__WHAT YOU HAVE TO DO__. Repeat every record exactly as written, but leave out the pictures.

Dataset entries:
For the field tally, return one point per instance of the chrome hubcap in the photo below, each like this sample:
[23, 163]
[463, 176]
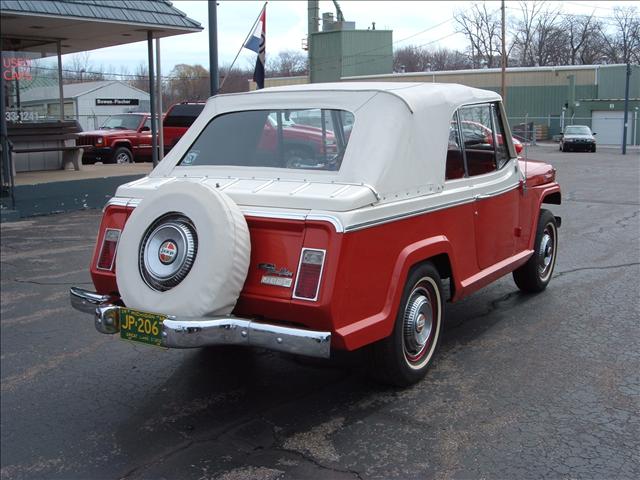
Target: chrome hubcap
[122, 158]
[546, 252]
[167, 252]
[418, 323]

__RESULT__.
For the field tally, return one point per instance of the chrome hubcap in the photo below, each like this sample:
[23, 163]
[463, 176]
Target: chrome hubcap
[122, 158]
[546, 252]
[167, 252]
[418, 323]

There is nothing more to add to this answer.